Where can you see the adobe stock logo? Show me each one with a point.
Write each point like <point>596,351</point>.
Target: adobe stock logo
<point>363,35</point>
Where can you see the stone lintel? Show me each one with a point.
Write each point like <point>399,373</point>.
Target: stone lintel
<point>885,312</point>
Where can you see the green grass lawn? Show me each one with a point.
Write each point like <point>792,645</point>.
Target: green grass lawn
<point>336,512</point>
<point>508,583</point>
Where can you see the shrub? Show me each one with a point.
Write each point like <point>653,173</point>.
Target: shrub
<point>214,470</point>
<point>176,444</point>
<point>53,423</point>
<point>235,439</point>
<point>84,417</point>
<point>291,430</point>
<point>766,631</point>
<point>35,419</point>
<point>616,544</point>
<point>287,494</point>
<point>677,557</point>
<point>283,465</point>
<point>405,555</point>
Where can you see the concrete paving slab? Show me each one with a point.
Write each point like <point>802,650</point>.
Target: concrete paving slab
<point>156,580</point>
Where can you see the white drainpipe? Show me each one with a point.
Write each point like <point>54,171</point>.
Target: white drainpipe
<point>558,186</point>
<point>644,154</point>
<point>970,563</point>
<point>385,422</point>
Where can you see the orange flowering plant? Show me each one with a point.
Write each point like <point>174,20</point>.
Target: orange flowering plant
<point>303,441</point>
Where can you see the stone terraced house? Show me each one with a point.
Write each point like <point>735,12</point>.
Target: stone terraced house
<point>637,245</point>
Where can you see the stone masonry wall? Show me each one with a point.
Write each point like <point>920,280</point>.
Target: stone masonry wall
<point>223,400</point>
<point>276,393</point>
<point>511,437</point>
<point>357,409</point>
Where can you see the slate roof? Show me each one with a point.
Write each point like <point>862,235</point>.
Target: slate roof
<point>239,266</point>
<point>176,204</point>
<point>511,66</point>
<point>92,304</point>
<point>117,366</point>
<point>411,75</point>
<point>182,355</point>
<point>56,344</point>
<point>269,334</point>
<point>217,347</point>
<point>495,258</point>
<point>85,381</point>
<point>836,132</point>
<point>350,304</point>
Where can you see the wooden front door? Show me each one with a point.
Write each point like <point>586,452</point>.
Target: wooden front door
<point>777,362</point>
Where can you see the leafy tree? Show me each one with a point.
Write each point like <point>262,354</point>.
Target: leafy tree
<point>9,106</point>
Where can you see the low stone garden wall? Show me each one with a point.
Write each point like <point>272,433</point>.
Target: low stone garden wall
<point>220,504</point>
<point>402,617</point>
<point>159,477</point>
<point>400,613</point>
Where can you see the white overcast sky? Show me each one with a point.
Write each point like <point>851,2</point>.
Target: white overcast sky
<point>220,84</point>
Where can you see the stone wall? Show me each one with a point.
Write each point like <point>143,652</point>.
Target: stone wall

Exercise ::
Reproduce the entries above verbatim, beginning with the very first line and ending with the line that contains "<point>405,555</point>".

Answer for the task ::
Where can you see the adobe stock logo? Show me each one with a point.
Write each point like <point>596,351</point>.
Target: adobe stock logo
<point>363,35</point>
Where can you see the stone lintel? Show me each one with a point.
Write each point like <point>399,373</point>.
Target: stone lintel
<point>885,312</point>
Where can you see the green grass lawn? Show me each one with a point.
Write each point like <point>792,645</point>.
Target: green grass lawn
<point>336,512</point>
<point>508,583</point>
Where can you see the shrub? Show me each one with a point.
Write each point like <point>653,173</point>.
Target: shrub
<point>214,470</point>
<point>176,444</point>
<point>53,423</point>
<point>235,439</point>
<point>84,417</point>
<point>291,430</point>
<point>766,631</point>
<point>35,419</point>
<point>616,544</point>
<point>287,494</point>
<point>677,557</point>
<point>283,465</point>
<point>405,555</point>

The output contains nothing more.